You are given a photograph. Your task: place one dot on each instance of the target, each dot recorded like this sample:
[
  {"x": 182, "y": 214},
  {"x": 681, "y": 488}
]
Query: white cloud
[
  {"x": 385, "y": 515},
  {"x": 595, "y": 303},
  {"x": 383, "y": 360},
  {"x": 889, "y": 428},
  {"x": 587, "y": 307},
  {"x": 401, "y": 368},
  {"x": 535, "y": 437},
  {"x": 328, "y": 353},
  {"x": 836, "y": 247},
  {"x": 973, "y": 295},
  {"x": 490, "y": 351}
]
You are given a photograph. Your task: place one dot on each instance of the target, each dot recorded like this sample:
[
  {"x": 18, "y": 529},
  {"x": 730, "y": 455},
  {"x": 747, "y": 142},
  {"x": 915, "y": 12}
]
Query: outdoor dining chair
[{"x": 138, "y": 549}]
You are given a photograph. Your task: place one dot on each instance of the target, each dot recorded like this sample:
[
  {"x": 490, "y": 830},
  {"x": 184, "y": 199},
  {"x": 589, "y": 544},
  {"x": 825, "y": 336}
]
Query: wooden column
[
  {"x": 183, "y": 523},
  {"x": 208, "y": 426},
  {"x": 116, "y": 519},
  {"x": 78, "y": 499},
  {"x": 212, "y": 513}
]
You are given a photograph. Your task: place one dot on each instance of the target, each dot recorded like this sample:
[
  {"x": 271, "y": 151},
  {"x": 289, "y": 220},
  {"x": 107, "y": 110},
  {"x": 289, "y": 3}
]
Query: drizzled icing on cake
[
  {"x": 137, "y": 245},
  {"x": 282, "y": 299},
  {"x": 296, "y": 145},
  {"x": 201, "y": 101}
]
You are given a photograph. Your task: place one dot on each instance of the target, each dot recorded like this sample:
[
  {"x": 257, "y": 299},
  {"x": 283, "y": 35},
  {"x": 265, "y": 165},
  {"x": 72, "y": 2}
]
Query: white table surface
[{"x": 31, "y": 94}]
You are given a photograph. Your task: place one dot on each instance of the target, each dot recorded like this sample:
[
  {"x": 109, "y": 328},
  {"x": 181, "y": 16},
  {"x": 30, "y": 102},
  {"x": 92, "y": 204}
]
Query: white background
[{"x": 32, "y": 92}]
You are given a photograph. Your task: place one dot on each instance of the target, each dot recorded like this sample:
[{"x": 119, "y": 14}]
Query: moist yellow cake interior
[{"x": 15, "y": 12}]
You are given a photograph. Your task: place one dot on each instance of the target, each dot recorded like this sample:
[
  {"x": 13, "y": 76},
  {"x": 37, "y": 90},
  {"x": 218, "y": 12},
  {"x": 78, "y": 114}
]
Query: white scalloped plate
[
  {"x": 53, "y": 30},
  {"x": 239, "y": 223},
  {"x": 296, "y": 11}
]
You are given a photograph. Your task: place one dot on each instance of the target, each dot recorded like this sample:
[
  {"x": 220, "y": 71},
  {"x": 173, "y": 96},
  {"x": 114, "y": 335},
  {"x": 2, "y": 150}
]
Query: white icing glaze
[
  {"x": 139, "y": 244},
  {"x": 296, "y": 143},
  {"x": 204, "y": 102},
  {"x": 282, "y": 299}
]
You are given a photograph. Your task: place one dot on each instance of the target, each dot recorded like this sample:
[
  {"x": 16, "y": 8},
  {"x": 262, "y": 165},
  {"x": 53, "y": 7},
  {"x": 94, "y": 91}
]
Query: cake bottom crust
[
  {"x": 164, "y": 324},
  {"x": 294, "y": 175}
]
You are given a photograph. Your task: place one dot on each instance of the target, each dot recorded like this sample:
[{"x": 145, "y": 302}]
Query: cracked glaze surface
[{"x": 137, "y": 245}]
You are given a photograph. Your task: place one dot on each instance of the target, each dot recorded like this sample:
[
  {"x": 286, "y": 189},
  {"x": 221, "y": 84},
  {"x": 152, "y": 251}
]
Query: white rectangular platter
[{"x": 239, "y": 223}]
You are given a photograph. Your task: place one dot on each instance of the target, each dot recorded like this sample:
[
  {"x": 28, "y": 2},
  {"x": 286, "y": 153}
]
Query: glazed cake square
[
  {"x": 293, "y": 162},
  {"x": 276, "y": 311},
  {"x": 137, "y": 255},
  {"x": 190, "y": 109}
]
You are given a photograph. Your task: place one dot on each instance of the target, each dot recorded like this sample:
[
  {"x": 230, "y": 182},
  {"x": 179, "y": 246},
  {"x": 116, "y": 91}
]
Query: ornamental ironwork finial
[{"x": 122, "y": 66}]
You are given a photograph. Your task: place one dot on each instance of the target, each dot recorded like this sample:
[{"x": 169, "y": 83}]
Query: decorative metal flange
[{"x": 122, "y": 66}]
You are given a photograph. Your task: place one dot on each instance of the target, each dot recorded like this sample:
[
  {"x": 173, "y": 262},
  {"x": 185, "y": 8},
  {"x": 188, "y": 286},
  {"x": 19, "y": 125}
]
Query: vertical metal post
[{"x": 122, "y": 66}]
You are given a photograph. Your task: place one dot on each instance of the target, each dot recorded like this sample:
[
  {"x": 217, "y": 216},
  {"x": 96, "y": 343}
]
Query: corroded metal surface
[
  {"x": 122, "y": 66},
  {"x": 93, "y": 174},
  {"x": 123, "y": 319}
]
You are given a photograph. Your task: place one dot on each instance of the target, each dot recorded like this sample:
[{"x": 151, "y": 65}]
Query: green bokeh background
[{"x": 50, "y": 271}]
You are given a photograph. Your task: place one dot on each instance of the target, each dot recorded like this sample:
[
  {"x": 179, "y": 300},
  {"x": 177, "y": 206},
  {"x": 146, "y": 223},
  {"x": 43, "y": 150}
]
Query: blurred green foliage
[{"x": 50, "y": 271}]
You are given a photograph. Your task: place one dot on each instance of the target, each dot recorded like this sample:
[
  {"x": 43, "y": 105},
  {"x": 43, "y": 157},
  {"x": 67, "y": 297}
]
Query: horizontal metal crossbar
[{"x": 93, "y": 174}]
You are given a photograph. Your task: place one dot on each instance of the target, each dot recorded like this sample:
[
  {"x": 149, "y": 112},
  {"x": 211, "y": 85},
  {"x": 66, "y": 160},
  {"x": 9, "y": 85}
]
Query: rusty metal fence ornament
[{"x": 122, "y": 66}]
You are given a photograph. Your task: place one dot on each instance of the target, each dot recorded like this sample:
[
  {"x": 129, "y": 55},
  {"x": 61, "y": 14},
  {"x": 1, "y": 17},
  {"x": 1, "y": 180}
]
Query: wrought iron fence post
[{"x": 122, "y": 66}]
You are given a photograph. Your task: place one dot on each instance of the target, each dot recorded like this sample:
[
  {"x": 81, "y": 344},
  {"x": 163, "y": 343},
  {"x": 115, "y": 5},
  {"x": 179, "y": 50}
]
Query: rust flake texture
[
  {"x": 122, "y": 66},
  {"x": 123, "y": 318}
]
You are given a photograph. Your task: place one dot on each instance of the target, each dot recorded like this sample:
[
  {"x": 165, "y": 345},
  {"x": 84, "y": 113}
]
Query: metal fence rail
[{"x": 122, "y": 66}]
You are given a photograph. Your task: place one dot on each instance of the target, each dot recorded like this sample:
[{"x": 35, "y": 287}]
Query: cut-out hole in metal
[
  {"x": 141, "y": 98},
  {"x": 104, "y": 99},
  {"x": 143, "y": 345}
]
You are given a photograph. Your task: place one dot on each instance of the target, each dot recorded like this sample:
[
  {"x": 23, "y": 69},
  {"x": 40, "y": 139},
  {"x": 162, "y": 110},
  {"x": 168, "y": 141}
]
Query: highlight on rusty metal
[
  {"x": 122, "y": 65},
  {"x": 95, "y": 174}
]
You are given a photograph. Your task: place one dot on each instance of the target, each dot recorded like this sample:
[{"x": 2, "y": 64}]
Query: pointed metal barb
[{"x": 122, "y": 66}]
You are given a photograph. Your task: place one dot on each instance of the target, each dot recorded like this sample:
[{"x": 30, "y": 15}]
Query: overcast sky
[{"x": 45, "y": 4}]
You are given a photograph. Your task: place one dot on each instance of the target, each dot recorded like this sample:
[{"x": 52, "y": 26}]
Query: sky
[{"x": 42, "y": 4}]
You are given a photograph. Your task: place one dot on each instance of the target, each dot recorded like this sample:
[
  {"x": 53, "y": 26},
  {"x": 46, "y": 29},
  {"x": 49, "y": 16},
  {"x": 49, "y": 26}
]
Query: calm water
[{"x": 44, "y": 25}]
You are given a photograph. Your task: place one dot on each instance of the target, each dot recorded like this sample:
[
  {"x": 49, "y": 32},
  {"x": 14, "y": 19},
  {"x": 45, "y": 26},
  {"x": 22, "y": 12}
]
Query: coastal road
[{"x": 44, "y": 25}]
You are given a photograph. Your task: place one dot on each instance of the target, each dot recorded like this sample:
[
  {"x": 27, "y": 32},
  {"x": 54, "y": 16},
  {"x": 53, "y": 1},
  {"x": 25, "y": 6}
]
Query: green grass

▶ **What is asked**:
How many of the lines above contain the string "post" with the same capitalization? Reply with the number only.

▶ **Exercise output**:
2